▶ ACTIVITY:
Every line of the records below that holds the word "black" should be copied out.

▶ Records from a dataset:
━━━━━━━━━━
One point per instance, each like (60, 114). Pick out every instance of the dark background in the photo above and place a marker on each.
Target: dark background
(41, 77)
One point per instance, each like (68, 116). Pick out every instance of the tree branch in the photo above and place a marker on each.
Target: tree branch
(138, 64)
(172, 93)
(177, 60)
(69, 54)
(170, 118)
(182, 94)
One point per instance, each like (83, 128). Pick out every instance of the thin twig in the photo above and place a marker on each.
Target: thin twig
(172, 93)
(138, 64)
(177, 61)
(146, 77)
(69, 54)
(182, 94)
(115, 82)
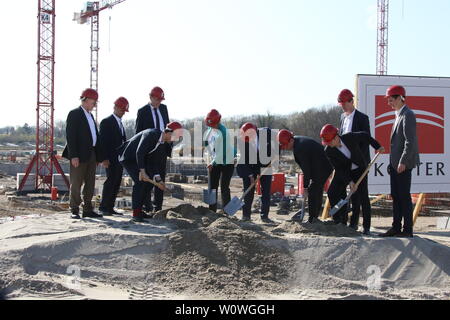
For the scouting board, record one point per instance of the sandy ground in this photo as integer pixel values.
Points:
(191, 253)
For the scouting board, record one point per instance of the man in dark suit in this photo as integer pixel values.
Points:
(349, 162)
(141, 157)
(311, 158)
(112, 136)
(257, 153)
(353, 120)
(84, 151)
(155, 115)
(403, 158)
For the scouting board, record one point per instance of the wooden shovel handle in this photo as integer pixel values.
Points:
(367, 170)
(160, 186)
(255, 182)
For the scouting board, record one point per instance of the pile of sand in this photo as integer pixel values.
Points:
(327, 228)
(188, 252)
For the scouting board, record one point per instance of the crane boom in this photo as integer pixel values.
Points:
(91, 12)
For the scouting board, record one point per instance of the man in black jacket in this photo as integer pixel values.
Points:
(84, 151)
(155, 115)
(141, 157)
(316, 168)
(353, 120)
(404, 157)
(349, 163)
(112, 136)
(257, 153)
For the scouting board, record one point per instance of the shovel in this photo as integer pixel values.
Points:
(164, 188)
(237, 203)
(299, 216)
(209, 196)
(345, 201)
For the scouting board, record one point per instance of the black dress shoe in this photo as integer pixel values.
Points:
(106, 213)
(267, 220)
(390, 233)
(91, 214)
(146, 216)
(406, 234)
(138, 219)
(115, 213)
(75, 215)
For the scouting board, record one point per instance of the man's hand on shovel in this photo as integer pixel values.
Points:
(143, 176)
(353, 187)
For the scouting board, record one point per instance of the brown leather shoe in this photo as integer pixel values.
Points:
(391, 233)
(406, 234)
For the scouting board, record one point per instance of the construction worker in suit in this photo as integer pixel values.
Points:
(112, 136)
(222, 156)
(257, 154)
(84, 151)
(349, 162)
(353, 120)
(155, 115)
(403, 158)
(141, 156)
(310, 156)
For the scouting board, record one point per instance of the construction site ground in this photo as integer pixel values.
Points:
(188, 252)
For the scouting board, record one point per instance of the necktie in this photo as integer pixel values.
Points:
(157, 124)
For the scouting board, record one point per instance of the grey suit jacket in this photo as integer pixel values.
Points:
(404, 146)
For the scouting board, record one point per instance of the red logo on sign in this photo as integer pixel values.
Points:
(430, 122)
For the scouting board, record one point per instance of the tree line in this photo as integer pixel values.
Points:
(306, 123)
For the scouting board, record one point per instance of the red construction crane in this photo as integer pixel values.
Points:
(44, 159)
(382, 37)
(91, 12)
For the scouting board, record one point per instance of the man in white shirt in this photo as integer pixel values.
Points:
(403, 158)
(155, 115)
(349, 163)
(84, 151)
(353, 120)
(112, 136)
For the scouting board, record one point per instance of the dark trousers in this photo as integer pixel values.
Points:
(360, 199)
(266, 184)
(402, 203)
(111, 186)
(315, 197)
(139, 187)
(158, 194)
(336, 192)
(83, 174)
(221, 174)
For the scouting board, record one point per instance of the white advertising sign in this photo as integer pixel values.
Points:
(429, 98)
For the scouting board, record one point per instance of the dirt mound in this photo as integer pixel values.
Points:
(328, 229)
(213, 256)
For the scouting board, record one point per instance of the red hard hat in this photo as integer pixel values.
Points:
(122, 104)
(345, 96)
(246, 127)
(328, 133)
(213, 118)
(90, 94)
(396, 91)
(157, 93)
(173, 126)
(284, 136)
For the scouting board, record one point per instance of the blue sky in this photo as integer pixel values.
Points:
(241, 57)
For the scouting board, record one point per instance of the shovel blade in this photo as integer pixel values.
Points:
(338, 207)
(209, 196)
(233, 206)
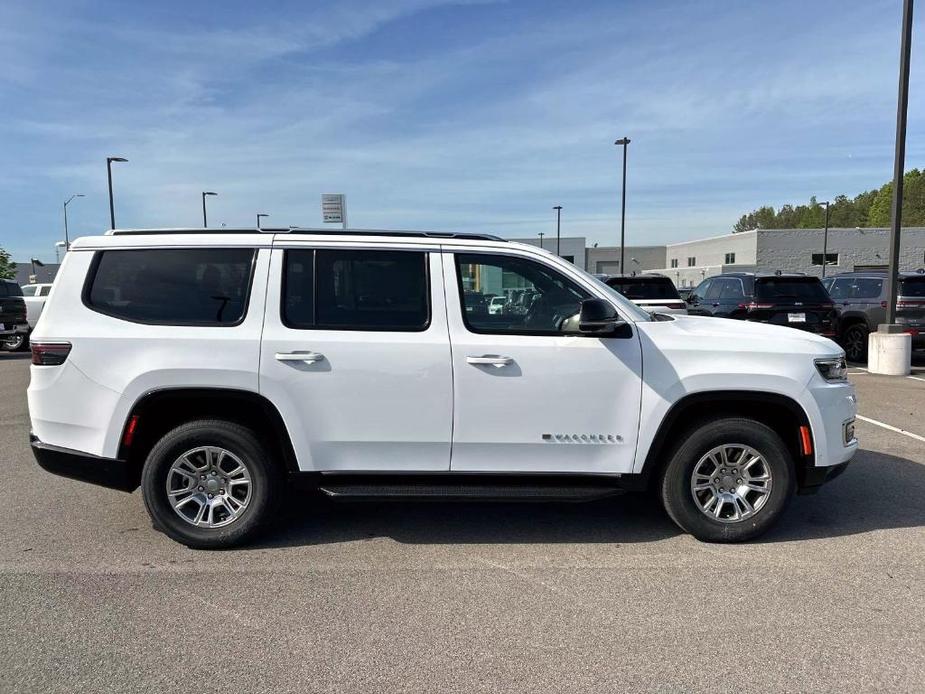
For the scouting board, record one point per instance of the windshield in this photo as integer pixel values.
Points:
(628, 306)
(644, 287)
(912, 286)
(800, 288)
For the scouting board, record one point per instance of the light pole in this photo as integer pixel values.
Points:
(558, 209)
(625, 142)
(205, 223)
(825, 237)
(899, 161)
(67, 243)
(112, 209)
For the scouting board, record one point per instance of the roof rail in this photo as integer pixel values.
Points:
(308, 231)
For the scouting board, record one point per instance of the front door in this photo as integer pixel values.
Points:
(531, 395)
(356, 356)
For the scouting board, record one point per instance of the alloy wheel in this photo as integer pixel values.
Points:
(209, 486)
(731, 483)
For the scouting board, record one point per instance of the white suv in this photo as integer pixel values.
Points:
(216, 369)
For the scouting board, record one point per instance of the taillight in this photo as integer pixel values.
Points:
(50, 353)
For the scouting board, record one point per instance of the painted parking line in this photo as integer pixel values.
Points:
(891, 428)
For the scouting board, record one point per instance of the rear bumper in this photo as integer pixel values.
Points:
(105, 472)
(809, 479)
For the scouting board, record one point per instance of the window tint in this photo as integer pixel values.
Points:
(714, 290)
(912, 286)
(538, 300)
(802, 289)
(732, 289)
(644, 287)
(192, 286)
(356, 290)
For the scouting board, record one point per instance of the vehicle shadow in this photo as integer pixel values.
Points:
(877, 492)
(621, 519)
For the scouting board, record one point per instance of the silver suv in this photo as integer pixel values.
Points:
(860, 298)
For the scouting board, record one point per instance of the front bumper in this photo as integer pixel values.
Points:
(105, 472)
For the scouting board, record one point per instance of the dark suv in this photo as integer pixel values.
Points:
(12, 311)
(797, 301)
(860, 298)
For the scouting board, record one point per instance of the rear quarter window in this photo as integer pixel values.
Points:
(166, 286)
(912, 286)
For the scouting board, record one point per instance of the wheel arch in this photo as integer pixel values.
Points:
(781, 413)
(158, 411)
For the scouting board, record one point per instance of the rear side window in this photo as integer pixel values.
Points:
(912, 286)
(201, 286)
(356, 290)
(10, 289)
(635, 288)
(800, 288)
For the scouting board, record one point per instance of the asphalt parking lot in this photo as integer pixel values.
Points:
(602, 597)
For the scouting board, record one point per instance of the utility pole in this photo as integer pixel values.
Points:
(625, 142)
(899, 162)
(825, 238)
(558, 209)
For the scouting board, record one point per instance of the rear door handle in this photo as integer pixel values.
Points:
(490, 360)
(306, 357)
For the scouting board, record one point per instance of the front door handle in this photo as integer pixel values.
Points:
(490, 360)
(306, 357)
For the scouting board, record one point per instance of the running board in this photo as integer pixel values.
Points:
(447, 491)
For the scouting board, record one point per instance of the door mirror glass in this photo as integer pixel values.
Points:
(598, 317)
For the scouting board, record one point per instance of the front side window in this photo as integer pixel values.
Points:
(537, 300)
(356, 290)
(166, 286)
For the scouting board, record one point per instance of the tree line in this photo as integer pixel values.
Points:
(868, 209)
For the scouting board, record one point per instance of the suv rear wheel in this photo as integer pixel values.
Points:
(728, 481)
(855, 342)
(209, 484)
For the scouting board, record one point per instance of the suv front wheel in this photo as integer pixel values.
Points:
(209, 484)
(728, 481)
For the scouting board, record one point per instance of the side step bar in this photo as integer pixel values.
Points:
(529, 488)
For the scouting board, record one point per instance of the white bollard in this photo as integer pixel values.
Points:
(889, 351)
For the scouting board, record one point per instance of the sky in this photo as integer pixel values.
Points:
(430, 114)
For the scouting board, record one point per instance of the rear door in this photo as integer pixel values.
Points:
(356, 356)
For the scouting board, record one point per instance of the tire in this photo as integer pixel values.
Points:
(16, 343)
(854, 340)
(698, 451)
(242, 502)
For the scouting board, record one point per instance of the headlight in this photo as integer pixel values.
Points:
(833, 369)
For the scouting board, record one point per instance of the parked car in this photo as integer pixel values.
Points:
(652, 292)
(216, 369)
(14, 327)
(861, 300)
(797, 301)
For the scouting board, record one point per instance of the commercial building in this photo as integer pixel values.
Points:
(762, 250)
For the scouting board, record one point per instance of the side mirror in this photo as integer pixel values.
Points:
(598, 317)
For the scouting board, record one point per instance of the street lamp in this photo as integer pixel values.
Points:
(625, 142)
(67, 243)
(558, 209)
(205, 224)
(112, 209)
(825, 238)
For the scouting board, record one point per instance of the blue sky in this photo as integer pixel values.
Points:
(473, 116)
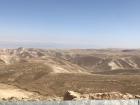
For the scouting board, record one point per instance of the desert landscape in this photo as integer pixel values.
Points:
(67, 74)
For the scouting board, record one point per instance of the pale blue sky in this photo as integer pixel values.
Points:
(70, 23)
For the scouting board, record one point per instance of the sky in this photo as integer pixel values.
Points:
(70, 23)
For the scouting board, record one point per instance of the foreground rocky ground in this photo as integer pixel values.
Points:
(38, 74)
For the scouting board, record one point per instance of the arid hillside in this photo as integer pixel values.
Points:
(52, 72)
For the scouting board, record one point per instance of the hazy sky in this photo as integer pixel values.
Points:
(70, 23)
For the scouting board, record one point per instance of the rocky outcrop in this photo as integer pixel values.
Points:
(71, 95)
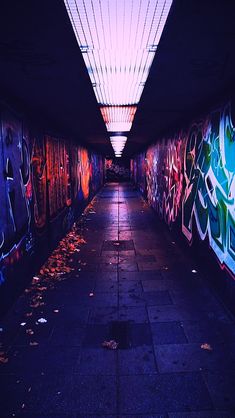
━━━━━━━━━━
▶ TASK RESPONSE:
For the scouting board, record one point per instance of the man in black jacket in this photo as integer pixel values.
For the scouting board, record one point per instance of the black dress shoe in this photo as integer pixel values.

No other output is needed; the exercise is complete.